**Görev yönergesi A**
Protein ihtiyacıyla ilgili metindeki "Normal bireylerde protein ihtiyacı günlük kilogram başına 0,8 g’dır." cümlesini İngilizceye çevirin.
**Görev yönergesi B**
Protein ihtiyacıyla ilgili metinde "Protein kas, organ" ifadesini içeren sözlerle açılıp "olumsuz sonuçlar doğurabilir." sözleriyle kapanan kısmı hiçbir değişiklik yapmadan yazın.

**Seçilmiş metin**
+--
Protein kas, organ ve kemiklerin yapımına ve onarımına yardımcı olur ve sağlıklı beslenmenin önemli bir parçasıdır. Normal bireylerde protein ihtiyacı günlük kilogram başına 0,8 g’dır. Sporcularda protein ihtiyacı ise cinsiyet, yaş, vücut kompozisyonu, yapılan egzersizin türü, şiddeti ve süresine göre değişse de günlük ortalama olarak kilogram başına 1,2-2 g arasında değişir. Proteinler, sağlıklı ve dengeli bir beslenme için şart olsalar da ve sporcular için önemli faydaları da olsa uzun süreler çok yüksek proteinli diyetlerin uygulanması olumsuz sonuçlar doğurabilir.
+--
**Nokta konumlandırma verileri**
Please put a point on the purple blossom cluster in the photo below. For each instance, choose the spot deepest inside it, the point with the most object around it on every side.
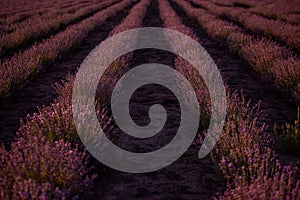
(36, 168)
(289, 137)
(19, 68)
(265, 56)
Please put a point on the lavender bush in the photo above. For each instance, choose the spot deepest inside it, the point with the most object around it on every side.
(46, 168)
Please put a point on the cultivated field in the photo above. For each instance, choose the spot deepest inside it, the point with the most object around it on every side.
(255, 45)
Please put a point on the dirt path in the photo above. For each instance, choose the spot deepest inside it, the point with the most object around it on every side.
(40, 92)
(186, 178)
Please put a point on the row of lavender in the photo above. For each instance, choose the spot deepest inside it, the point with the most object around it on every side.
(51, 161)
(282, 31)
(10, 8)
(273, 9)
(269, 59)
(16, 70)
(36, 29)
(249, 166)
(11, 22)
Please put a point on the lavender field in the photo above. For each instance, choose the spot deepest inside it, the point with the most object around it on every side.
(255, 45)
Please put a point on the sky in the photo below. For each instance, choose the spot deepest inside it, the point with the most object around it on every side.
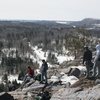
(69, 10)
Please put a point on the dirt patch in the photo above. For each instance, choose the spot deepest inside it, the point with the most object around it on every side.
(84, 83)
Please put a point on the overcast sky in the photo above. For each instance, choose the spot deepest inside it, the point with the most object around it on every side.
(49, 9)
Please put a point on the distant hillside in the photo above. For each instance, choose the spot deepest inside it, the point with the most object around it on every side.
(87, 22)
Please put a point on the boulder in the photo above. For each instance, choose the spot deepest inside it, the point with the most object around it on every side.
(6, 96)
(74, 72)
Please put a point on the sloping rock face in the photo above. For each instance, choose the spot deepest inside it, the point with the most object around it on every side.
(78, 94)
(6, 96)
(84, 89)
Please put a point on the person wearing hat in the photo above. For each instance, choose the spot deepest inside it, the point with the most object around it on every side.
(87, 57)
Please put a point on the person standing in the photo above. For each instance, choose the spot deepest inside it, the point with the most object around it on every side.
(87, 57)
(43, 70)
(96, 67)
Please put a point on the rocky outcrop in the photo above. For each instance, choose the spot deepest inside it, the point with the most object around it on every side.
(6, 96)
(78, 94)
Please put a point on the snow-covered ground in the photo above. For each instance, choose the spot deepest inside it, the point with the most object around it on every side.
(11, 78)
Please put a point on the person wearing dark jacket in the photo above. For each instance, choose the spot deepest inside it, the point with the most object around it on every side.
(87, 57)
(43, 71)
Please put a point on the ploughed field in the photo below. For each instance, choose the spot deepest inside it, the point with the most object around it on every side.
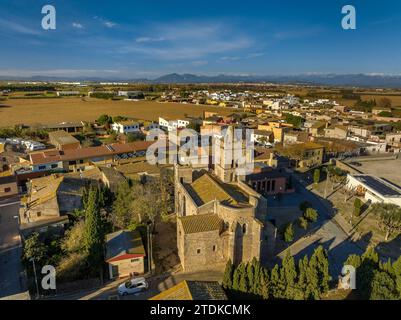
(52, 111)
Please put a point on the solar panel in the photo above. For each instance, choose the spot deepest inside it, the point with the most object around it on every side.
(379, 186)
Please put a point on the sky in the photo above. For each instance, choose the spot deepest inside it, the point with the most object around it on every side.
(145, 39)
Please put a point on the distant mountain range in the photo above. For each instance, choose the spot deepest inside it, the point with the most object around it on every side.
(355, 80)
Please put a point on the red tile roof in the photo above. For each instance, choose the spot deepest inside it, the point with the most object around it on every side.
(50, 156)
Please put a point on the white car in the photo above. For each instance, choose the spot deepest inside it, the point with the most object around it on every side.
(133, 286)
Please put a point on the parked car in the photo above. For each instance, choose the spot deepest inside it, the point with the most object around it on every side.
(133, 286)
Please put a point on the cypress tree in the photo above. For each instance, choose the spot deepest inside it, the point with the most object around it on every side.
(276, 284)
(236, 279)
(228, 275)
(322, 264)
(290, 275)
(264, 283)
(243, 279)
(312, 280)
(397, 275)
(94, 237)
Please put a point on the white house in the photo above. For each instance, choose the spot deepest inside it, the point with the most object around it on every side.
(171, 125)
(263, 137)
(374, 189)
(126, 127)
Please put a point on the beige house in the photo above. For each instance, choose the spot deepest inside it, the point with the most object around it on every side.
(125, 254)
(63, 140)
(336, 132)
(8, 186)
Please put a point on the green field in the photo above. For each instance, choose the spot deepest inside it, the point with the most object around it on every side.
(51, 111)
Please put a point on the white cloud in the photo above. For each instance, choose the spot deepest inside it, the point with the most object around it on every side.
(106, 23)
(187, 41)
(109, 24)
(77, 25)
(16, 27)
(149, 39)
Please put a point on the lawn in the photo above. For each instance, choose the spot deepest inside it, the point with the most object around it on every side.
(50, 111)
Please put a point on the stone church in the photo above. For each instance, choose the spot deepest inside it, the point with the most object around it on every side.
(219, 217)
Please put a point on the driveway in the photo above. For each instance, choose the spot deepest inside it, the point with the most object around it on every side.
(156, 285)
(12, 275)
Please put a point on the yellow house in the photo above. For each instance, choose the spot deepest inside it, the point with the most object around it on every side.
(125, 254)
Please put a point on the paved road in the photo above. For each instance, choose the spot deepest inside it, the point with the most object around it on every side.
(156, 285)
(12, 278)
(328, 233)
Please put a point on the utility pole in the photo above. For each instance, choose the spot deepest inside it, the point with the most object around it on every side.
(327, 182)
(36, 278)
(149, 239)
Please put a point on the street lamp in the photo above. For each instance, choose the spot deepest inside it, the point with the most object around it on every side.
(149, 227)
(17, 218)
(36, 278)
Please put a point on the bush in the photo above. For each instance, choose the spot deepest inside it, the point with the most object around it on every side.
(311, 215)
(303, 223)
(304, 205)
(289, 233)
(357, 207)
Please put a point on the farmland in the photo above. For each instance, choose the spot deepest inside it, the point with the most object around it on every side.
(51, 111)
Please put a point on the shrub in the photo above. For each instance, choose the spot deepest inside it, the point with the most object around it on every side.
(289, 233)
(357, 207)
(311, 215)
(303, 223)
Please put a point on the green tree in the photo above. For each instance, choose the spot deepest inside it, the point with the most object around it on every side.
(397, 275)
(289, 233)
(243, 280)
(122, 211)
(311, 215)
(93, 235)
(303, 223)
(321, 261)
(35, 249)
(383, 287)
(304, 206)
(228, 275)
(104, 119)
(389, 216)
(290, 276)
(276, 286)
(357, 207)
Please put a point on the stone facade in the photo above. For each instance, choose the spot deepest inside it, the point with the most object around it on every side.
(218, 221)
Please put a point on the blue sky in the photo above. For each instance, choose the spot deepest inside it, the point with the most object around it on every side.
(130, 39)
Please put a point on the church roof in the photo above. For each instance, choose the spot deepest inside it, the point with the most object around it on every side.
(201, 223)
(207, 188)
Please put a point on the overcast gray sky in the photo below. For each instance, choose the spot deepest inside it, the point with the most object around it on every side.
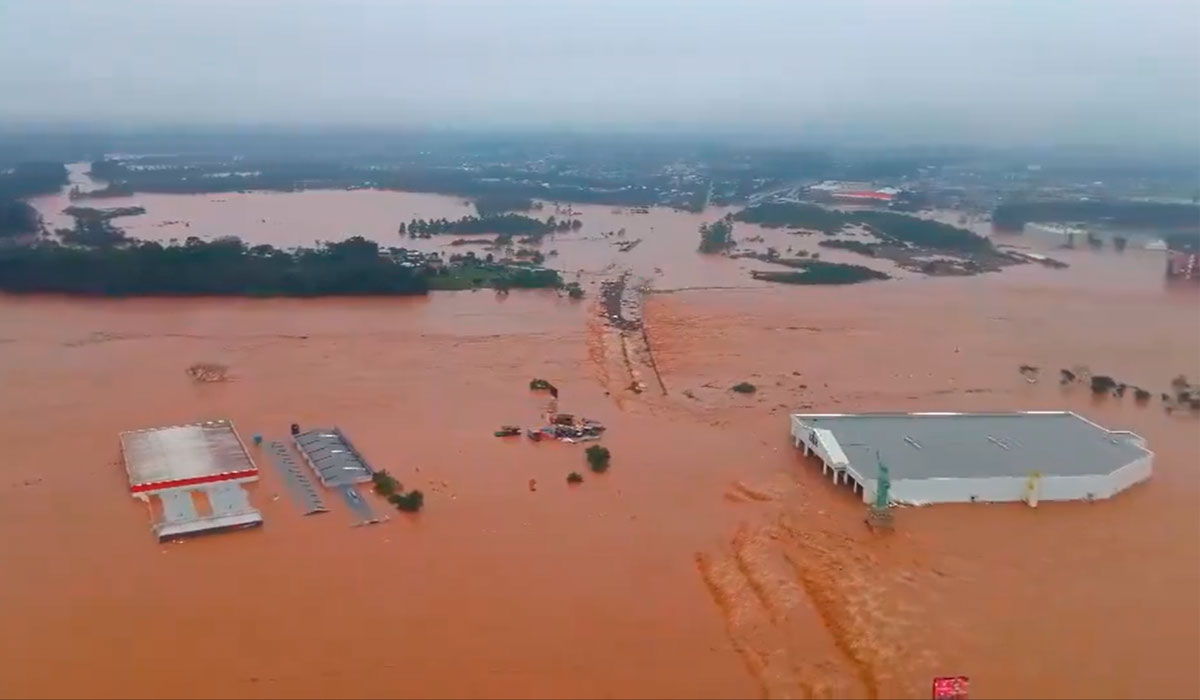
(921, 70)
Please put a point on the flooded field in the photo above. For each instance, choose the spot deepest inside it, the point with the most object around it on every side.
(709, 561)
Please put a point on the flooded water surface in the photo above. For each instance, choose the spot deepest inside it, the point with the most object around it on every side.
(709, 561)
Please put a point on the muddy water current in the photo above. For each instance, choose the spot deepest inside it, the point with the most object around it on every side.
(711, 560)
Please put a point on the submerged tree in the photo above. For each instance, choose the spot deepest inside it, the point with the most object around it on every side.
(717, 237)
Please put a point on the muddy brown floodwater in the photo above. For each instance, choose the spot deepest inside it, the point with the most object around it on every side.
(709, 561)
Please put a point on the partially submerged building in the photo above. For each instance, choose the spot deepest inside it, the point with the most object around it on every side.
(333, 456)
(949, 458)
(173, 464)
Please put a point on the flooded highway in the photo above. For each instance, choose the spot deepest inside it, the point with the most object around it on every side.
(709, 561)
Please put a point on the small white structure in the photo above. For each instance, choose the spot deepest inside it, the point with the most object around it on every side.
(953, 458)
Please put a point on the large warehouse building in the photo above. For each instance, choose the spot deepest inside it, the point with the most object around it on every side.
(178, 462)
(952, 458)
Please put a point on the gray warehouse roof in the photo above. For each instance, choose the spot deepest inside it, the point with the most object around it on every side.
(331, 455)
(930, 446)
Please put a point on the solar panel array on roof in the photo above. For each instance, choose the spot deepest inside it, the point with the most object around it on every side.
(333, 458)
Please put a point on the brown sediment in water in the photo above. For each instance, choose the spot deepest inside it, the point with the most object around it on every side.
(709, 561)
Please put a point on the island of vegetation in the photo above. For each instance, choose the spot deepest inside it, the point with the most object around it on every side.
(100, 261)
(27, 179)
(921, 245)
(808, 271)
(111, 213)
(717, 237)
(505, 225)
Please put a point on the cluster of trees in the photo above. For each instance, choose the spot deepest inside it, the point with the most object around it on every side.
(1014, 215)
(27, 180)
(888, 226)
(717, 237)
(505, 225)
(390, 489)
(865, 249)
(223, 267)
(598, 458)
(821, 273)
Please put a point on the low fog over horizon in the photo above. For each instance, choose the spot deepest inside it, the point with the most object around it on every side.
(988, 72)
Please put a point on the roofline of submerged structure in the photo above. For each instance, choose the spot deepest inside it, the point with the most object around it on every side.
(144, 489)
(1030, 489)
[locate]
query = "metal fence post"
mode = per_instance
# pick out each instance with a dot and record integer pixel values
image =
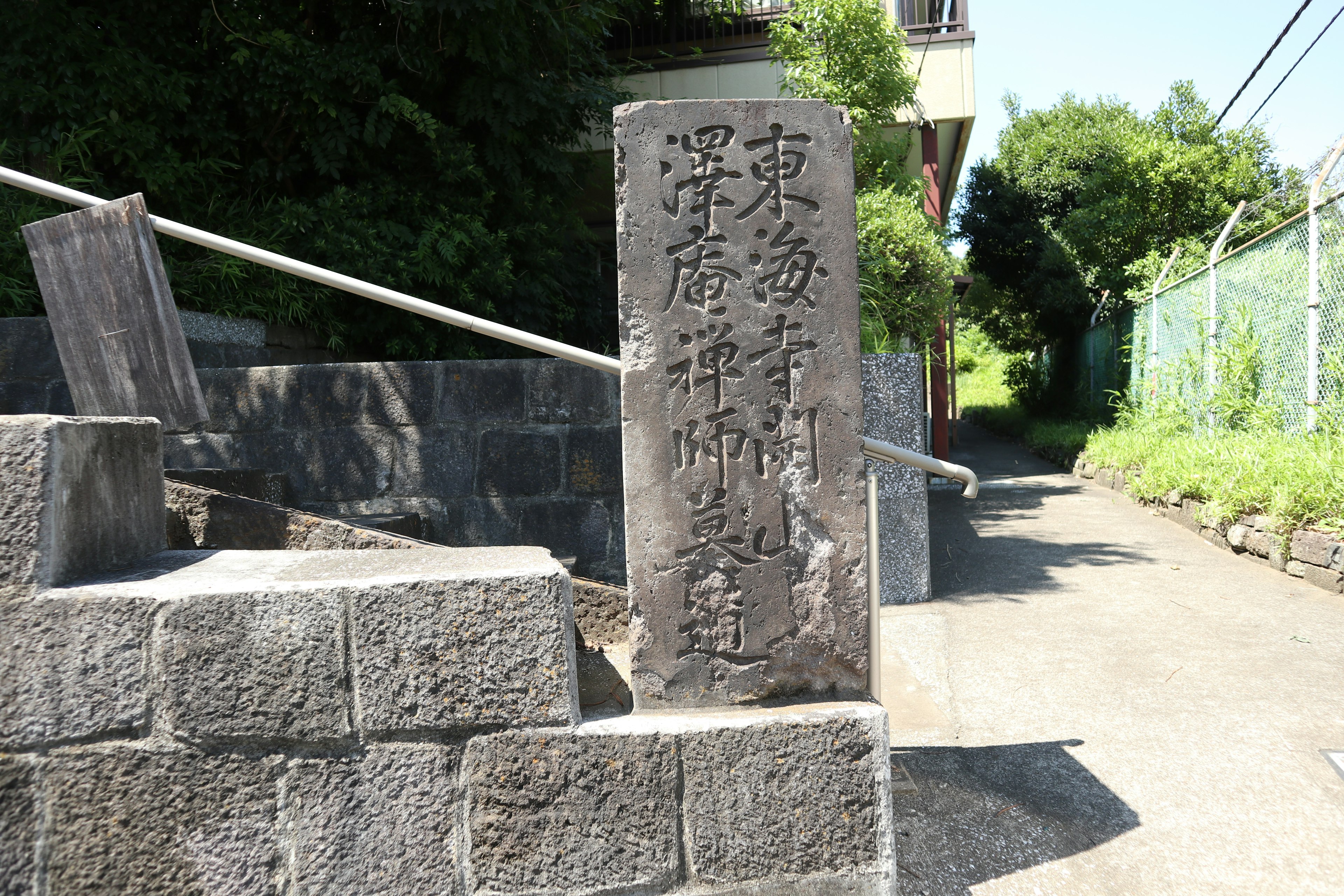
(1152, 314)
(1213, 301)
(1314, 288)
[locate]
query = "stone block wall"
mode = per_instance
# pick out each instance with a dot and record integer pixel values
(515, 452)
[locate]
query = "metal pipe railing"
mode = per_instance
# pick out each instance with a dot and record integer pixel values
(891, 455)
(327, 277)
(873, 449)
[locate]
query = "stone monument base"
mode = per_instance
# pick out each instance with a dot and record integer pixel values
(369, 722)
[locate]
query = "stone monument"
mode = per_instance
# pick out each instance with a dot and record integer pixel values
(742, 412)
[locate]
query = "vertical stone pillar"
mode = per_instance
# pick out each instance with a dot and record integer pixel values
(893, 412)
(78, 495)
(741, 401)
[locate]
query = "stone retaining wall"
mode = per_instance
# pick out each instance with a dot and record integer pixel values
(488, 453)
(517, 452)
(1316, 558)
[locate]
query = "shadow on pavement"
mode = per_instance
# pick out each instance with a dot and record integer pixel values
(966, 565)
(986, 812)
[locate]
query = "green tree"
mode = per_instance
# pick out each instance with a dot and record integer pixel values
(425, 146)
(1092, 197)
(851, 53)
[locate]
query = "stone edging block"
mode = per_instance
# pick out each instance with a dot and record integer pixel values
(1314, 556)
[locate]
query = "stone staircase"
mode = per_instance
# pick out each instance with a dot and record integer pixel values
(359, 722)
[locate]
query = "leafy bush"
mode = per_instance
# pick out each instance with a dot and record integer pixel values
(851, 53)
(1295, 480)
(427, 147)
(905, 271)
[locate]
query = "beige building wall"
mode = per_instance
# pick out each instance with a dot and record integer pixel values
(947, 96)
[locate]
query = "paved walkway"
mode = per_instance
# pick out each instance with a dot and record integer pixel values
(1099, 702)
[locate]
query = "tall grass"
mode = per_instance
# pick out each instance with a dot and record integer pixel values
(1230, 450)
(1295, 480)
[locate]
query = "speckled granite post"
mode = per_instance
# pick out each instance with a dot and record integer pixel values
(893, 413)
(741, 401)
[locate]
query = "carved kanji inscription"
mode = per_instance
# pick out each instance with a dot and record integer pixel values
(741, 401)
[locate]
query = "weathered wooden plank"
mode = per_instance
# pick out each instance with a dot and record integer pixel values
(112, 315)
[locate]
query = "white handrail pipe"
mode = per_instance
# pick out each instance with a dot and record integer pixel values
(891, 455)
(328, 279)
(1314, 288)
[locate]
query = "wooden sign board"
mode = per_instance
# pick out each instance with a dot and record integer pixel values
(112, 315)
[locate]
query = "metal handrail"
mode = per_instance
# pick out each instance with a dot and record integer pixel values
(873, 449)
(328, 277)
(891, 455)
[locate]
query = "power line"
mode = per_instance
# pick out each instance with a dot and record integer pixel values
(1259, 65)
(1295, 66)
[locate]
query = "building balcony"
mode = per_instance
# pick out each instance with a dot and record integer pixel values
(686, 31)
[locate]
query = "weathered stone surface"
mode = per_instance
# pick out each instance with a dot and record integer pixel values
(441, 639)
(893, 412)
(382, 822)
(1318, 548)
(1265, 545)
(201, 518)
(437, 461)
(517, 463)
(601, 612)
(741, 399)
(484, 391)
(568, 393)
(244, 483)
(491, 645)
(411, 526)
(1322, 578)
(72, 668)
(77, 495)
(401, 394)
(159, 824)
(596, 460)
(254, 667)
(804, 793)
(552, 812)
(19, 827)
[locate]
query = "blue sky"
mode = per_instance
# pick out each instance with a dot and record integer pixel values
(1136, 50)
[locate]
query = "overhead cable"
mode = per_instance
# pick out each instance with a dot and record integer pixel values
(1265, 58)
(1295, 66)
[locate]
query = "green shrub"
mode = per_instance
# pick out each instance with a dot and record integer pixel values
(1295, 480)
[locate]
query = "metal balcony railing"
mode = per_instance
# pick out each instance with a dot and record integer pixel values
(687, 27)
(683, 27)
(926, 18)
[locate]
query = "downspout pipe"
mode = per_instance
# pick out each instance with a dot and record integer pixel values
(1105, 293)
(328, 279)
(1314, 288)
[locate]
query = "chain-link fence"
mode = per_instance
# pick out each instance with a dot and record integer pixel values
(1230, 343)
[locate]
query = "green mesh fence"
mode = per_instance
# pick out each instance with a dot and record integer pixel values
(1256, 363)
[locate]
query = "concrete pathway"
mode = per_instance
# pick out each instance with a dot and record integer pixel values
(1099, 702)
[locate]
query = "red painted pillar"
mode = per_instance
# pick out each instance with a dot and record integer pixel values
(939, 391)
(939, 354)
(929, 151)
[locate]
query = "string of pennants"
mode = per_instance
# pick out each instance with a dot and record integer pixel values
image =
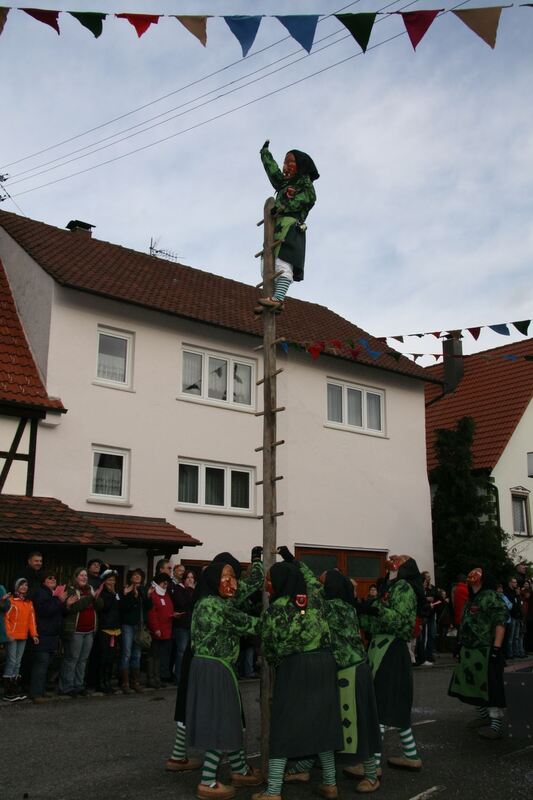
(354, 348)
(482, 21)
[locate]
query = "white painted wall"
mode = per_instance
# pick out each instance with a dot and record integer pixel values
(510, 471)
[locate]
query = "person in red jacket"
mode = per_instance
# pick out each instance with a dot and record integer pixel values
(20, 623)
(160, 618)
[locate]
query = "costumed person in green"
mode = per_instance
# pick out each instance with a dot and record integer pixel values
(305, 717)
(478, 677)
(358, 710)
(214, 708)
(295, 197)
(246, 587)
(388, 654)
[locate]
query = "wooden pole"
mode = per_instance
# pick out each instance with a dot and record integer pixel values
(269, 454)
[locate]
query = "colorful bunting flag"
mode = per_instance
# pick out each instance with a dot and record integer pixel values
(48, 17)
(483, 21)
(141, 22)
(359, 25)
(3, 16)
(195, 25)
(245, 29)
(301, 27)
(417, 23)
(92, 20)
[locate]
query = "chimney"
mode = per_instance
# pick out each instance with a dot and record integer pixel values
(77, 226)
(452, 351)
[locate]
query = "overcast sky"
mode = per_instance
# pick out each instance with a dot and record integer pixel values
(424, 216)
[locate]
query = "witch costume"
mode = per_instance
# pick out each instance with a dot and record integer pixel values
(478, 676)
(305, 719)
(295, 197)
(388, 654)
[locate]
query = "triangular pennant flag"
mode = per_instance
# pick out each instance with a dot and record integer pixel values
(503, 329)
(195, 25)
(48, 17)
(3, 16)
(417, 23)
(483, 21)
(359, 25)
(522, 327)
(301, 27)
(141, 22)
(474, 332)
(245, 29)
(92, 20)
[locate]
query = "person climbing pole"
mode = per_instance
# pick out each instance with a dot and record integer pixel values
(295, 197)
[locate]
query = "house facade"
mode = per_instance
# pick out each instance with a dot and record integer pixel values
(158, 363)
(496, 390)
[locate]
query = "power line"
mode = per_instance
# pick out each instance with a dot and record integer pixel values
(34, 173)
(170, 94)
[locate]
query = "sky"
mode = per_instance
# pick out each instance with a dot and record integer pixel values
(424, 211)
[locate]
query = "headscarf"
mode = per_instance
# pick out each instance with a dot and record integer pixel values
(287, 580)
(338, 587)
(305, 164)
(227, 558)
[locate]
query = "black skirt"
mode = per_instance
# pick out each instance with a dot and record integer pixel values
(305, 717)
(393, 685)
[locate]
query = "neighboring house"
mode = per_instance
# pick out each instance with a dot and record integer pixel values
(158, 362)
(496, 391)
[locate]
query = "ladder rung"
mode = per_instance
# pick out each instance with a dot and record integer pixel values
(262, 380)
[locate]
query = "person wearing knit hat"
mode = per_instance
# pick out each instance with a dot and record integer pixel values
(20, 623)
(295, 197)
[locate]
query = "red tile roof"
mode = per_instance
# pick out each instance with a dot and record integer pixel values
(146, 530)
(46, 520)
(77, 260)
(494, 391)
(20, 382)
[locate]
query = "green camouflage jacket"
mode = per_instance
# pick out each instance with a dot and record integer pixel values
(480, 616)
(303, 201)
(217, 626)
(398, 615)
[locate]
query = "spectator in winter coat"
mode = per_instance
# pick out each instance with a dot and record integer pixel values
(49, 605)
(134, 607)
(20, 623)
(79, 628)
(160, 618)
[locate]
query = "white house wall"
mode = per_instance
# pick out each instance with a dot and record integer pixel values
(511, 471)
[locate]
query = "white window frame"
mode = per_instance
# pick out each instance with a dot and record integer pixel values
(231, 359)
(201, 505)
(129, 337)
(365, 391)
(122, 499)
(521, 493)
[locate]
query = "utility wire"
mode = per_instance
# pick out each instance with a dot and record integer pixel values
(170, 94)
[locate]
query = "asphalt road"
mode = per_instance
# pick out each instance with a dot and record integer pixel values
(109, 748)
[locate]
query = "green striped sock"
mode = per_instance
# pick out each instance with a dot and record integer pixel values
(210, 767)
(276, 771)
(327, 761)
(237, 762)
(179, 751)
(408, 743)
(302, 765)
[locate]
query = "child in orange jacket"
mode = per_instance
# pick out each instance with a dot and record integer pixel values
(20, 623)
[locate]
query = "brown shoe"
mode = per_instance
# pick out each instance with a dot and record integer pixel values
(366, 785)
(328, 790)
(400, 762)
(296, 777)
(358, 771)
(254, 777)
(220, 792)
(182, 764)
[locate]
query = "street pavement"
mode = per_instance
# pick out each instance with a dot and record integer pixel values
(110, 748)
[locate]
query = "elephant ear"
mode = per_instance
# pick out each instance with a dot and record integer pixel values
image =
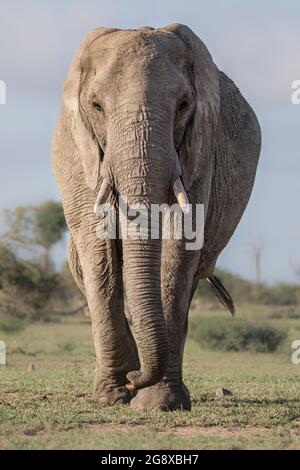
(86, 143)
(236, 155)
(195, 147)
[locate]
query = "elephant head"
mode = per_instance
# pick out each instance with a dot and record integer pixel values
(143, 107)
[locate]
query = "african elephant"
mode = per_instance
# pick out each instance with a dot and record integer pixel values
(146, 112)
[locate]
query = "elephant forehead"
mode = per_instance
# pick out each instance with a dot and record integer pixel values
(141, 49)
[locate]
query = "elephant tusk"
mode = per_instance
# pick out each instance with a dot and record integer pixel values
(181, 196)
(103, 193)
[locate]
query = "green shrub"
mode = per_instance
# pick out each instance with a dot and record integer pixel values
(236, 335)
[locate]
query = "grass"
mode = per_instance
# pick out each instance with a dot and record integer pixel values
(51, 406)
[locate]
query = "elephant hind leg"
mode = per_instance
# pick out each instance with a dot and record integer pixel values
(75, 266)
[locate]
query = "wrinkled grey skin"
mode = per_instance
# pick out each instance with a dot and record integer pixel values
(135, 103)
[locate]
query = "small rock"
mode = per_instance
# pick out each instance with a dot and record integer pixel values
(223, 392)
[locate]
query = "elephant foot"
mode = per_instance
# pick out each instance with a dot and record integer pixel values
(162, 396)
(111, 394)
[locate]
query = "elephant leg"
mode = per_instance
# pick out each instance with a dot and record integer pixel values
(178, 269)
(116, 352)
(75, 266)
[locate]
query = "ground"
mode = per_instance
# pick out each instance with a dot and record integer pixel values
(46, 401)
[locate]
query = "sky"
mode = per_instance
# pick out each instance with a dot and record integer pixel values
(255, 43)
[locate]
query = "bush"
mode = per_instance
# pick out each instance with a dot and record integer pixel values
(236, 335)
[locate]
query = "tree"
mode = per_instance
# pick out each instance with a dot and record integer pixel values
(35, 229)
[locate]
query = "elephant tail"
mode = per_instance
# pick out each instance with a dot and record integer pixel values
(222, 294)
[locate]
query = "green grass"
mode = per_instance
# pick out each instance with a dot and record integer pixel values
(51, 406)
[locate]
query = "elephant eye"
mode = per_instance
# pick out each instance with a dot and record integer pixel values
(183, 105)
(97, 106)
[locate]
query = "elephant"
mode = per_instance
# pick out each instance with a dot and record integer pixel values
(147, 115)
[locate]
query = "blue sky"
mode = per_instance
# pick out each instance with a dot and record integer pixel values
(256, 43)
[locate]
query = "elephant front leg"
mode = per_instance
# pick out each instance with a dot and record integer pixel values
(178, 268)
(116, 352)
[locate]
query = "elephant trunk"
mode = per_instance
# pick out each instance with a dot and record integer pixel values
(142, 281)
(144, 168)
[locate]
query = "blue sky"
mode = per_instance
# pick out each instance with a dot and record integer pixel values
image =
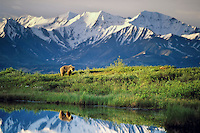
+--
**Çözümlü cevap A**
In normal individuals, the daily protein requirement is 0.8 g per kilogram.

**Çözümlü cevap B**
Protein kas, organ ve kemiklerin yapımına ve onarımına yardımcı olur ve sağlıklı beslenmenin önemli bir parçasıdır. Normal bireylerde protein ihtiyacı günlük kilogram başına 0,8 g’dır. Sporcularda protein ihtiyacı ise cinsiyet, yaş, vücut kompozisyonu, yapılan egzersizin türü, şiddeti ve süresine göre değişse de günlük ortalama olarak kilogram başına 1,2-2 g arasında değişir. Proteinler, sağlıklı ve dengeli bir beslenme için şart olsalar da ve sporcular için önemli faydaları da olsa uzun süreler çok yüksek proteinli diyetlerin uygulanması olumsuz sonuçlar doğurabilir.